Dataset entries
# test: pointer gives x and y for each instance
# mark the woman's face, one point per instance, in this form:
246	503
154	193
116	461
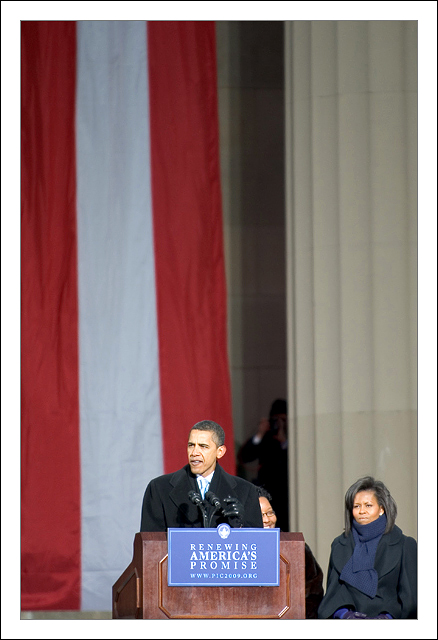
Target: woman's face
366	509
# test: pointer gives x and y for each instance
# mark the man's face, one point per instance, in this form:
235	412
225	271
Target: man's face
203	452
268	514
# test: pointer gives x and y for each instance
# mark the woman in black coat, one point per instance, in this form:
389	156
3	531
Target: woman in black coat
373	567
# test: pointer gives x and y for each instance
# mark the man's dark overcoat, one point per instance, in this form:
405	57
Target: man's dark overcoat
396	565
166	503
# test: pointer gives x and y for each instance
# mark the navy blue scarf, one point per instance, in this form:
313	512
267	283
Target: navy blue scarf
359	569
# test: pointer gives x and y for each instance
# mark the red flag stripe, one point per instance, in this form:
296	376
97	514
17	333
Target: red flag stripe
50	491
191	293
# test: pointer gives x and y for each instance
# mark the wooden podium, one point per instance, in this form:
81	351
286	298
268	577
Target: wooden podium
142	591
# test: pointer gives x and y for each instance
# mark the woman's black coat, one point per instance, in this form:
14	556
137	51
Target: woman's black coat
396	565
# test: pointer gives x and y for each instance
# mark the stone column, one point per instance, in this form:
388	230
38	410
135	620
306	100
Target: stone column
351	222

*TASK ITEM*
After removing each picture, print the entries above exactly as they were.

*EXERCISE OUTPUT*
# test: pointer gives x and y for each instance
# mark the woman's face, one point per instance, in this form:
246	503
154	193
116	461
Target: woman's face
366	509
# test: pointer gives x and y for each instance
# mark the man's face, one point per instance, in this form:
235	412
225	271
Target: man's face
203	452
268	514
# test: pointer gives x and y for each instance
# mark the woman in black coat, one point per instance, in this form:
389	156
3	531
Target: woman in black coat
373	567
# test: pointer gives x and y for each instance
# mark the man's dark overcoat, one point per instance, in this form:
405	57
Target: man's dark overcoat
396	565
166	503
# test: pointer gives x and y for each instance
# mark the navy blue scarf, one point per instance, in this form:
313	512
267	283
Target: navy blue scarf
359	569
# test: pointer gives x and y for each instance
# mark the red flag stripe, one point per instance, in this form:
296	376
97	514
17	333
Target: red flag stripe
50	491
191	293
# test: pointer gives x and y for each instance
# mark the wooden podium, one point per instance, in this form:
81	351
286	298
268	577
Target: wooden podium
142	591
# test: pointer gives x and y for each instance
# mark the woman's black coat, one point per instance, in this form:
14	556
137	51
Target: woman's black coat
396	565
# test: pointer gives x and y for each instance
# mark the stone column, one point per instance, in this form:
388	230
38	410
135	620
306	100
Target: stone column
351	222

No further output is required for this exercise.